**Task brief**
Arrange every one of the records below as a numbered list, one line per number, and leave out any blank lines.

**Data listing**

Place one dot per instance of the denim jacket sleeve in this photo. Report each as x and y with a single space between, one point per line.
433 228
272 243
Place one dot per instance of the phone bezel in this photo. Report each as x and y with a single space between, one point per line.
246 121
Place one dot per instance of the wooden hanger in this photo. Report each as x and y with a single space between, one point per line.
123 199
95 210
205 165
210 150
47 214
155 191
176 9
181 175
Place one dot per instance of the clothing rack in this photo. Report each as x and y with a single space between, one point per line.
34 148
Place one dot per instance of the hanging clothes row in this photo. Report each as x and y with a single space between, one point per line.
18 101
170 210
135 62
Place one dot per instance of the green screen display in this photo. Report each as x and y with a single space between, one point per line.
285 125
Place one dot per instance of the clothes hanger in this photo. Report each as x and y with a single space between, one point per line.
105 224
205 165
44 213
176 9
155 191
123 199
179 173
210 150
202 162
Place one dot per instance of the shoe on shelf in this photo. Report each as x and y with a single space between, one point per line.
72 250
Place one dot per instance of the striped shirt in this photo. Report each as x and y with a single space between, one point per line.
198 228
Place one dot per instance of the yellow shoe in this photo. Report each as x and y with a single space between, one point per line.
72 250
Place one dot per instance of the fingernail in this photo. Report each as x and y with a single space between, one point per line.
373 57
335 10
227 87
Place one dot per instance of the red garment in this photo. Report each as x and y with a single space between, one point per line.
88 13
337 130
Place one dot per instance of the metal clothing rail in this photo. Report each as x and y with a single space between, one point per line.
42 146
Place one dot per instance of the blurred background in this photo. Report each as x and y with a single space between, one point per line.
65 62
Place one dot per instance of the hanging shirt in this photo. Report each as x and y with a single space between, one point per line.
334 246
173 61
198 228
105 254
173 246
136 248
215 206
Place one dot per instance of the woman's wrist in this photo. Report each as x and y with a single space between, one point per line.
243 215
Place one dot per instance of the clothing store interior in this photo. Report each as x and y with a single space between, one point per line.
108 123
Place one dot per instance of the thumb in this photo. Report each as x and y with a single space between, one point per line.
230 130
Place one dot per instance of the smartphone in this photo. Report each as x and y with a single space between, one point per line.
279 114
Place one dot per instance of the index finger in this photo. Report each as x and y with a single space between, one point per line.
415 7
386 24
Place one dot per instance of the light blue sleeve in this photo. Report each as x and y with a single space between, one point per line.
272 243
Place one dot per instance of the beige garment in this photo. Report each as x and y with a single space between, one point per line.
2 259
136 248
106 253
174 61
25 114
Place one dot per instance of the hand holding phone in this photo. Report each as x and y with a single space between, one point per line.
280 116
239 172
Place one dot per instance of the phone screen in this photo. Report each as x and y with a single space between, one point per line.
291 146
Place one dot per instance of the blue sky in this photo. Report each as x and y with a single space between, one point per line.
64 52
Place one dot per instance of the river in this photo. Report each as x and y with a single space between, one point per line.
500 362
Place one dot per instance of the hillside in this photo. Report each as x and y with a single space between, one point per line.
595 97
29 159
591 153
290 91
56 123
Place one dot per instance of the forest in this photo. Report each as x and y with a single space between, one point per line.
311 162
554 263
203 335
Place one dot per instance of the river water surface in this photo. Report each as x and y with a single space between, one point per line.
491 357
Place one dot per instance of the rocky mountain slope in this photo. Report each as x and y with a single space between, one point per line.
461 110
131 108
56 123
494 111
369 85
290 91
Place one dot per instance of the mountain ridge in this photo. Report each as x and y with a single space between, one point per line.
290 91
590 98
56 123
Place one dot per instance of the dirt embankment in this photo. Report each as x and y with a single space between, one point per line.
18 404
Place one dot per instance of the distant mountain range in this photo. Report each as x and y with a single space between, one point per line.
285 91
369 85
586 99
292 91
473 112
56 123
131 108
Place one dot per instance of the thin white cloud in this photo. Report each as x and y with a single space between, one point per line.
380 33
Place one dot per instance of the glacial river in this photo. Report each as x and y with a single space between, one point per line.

**Full answer**
1. Place one dot per instance of the denim jacket sleeve in this photo. Report each as x and y with a single space between, one point per line.
2. 433 228
3. 272 243
4. Place one dot per instance of the phone bezel in this photo. Report each as x and y with a single space between, one point per line.
5. 246 121
6. Place one dot per instance of the wooden hanger in this photo. Report each as x and y with a single space between, one point per line.
7. 123 199
8. 95 210
9. 205 165
10. 210 150
11. 47 214
12. 155 191
13. 176 9
14. 181 175
15. Place one dot per instance of the clothing rack in this photo. Report each as x and y with a single space between, one point per line.
16. 34 148
17. Place one dot per instance of the hanging clothes row in this photo. Report each as x and y with a single space between, one point per line.
18. 18 101
19. 170 210
20. 135 62
21. Place one dot per instance of the green screen display in this photo. Report each as x and y with a single space between, one point per line.
22. 285 125
23. Place one dot per instance of the clothes hanger in this photo. Report each as x and y with a single space between, one point per line.
24. 105 224
25. 205 165
26. 44 213
27. 176 9
28. 155 191
29. 123 199
30. 179 173
31. 210 150
32. 202 162
33. Place one dot per instance of the shoe on shelf in this photo. Report each as x and y with a single space between, one point per line.
34. 72 250
35. Place one dot per instance of the striped shirt in this photo. Report each as x and y with a single space between, one point per line.
36. 198 228
37. Place one dot per instance of the yellow shoe in this photo. Report each as x and y with a single space between, one point per line.
38. 72 250
39. Place one dot per instance of the fingernail in this photo. Report each as x and y with a single space between, one point per line.
40. 373 57
41. 335 10
42. 227 87
43. Place one dot per instance of the red garment in this photo. Report each as x and y with a single space between, one point per line.
44. 88 13
45. 337 130
46. Place one dot per instance of the metal clothing rail in this photo. Report each as x and y with a single space between, one point per line.
47. 42 146
48. Place one dot per instance of the blurred background in this photo. Report each as x and y with a single space between, one point per line.
49. 65 62
50. Place one dot per instance of the hanging shirt in this photo. Report each as x and y with a single space between, one point per line.
51. 334 246
52. 173 61
53. 198 228
54. 105 254
55. 173 246
56. 136 248
57. 215 206
58. Place one dot per instance of the woman's wrist in this photo. Report each as x and y with a single space between, one point per line.
59. 243 215
60. Place one dot per instance of the clothing store interior in this photo. Report each as x and y with a single space between, one point per line.
61. 108 123
62. Place one dot per instance of the thumb in this photo. Report each as x and y with a single space between, one point per line.
63. 230 130
64. Place one dot per instance of the smartphone in this photo. Report each as x and y with a single space between, one point per line.
65. 279 114
66. Place one dot per instance of the index finger in this photo. Report each as x and y with a single space between, one point per line.
67. 415 7
68. 386 24
69. Place one dot per instance of the light blue sleeve in this photo. Report each as x and y with a single space between, one point per line.
70. 272 243
71. Place one dot per instance of the beige garment in this photo. Report each as x and y with a single space between, one point per line.
72. 2 259
73. 136 248
74. 106 253
75. 174 61
76. 25 114
77. Place one dot per instance of the hand holding phone in this photo. Report each as x and y with a single space between, one point per line.
78. 280 116
79. 239 172
80. Place one dot per instance of the phone screen in this photo. Report each as x and y with a single space between, one point per line.
81. 291 146
82. Place one dot per instance of the blue sky in this photo. Report each as x and y with a single space between, one point per line.
83. 64 52
84. Place one dot per instance of the river in this photo. Report each as x and y with a single space between, one point per line.
85. 500 362
86. Place one dot per instance of the hillside in this photo. Report each as x and y with a single space between, one point per line.
87. 595 97
88. 29 159
89. 591 153
90. 290 91
91. 56 123
92. Place one dot per instance of the forest in this photo. Report each as x and y with a single space between, one point per line.
93. 311 162
94. 554 263
95. 203 335
96. Place one dot per instance of the river water surface in this photo. Report each as x and y with a single space between, one point per line.
97. 491 357
98. Place one dot per instance of the rocky mountain slope in this photo. Report each as x and y with a single space between, one point per line.
99. 461 110
100. 131 108
101. 56 123
102. 494 111
103. 369 85
104. 290 91
105. Place one dot per instance of the mountain ridge in this photo. Report each as x and y with a single space between, one point per line.
106. 290 91
107. 590 98
108. 56 123
109. Place one dot per instance of the dirt embankment in this photo. Report each as x and y with a single space between, one point per line.
110. 18 404
111. Place one dot per instance of the distant mountain range in this photo. Report each as x and y with a single space between, one point per line.
112. 285 91
113. 369 85
114. 586 99
115. 292 91
116. 473 112
117. 56 123
118. 131 108
119. Place one dot per instance of the thin white cloud in this photo. Report each as x and y with a single space between, one point per line.
120. 380 33
121. Place one dot per instance of the glacial river in this photo. Report each as x and y with a single space between, one point per line.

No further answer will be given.